[Start of EXCERPT PROVIDED]

That is from an interesting new paper by Matthew Streb, Barbara Burrell, Brian Frederick, and Michael Genovese (gated here, ungated here).

Here’s the experiment, which was conducted in a March 2006 poll. One half of the sample is asked how many of the following things make them angry or upset.

* The way gasoline prices keep going up.
* Professional athletes getting million dollar-plus salaries.
* Requiring seat belts to be used when driving.
* Large corporations polluting the environment.

Then the second half of the sample is asked the same question, with one additional item on the list:

* A woman serving as president.

The difference across the two groups in the mean number of “things that make you upset” gives us the percent of the public that is upset about a woman president. That fraction — 26% — is much larger than extant polling would lead you to believe.

Notably, the percent who are upset does not vary much based on respondents’ gender, level of education or income, age, or region. The only remaining question is whether it varies by party identification, to see whether people who read “A woman serving as president” are really thinking “Hillary Clinton serving as president.” Unfortunately, the survey did not include a measure of party identification. However, it’s worth noting, as Sreb et al. do, that generic polling questions have not revealed any recent decline in the fraction who would vote for a woman president, despite Clinton’s candidacy.

[End of EXCERPT PROVIDED]

» WHAT TO DO
1) Transcribe the passage on the woman-president poll from "Here’s the experiment, which" to "you to believe.".
2) In the passage on the woman-president poll, what percent of the public does the experiment show is upset about a woman serving as president?
The data that comes next is separate from the passage on the woman-president poll.

[Start of RECORD LIST]

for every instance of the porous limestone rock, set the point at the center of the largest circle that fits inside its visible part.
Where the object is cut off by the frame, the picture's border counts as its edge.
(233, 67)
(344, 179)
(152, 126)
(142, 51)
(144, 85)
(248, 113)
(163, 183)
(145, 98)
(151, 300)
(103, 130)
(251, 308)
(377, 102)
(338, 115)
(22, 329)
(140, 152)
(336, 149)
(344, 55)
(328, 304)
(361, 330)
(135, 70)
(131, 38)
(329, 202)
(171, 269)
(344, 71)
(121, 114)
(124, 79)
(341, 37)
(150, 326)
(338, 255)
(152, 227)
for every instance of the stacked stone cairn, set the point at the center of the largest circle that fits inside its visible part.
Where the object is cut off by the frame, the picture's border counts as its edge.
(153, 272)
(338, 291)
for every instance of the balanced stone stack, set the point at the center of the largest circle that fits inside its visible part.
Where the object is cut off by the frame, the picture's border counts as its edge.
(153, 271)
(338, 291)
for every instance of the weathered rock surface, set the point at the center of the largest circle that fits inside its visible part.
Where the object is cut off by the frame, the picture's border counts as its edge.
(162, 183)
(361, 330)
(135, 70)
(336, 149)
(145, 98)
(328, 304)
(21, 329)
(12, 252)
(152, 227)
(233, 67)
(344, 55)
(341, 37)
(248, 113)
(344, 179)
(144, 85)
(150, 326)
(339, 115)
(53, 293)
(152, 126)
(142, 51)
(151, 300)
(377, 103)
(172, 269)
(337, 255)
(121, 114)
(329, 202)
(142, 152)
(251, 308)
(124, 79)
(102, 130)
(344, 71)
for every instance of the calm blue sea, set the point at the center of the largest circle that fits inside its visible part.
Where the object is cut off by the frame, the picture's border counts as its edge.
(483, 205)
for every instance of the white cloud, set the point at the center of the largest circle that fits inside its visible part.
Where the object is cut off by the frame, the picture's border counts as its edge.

[End of RECORD LIST]

» ANSWERS BELOW
1)
Here’s the experiment, which was conducted in a March 2006 poll. One half of the sample is asked how many of the following things make them angry or upset.

* The way gasoline prices keep going up.
* Professional athletes getting million dollar-plus salaries.
* Requiring seat belts to be used when driving.
* Large corporations polluting the environment.

Then the second half of the sample is asked the same question, with one additional item on the list:

* A woman serving as president.

The difference across the two groups in the mean number of “things that make you upset” gives us the percent of the public that is upset about a woman president. That fraction — 26% — is much larger than extant polling would lead you to believe.

2) 26%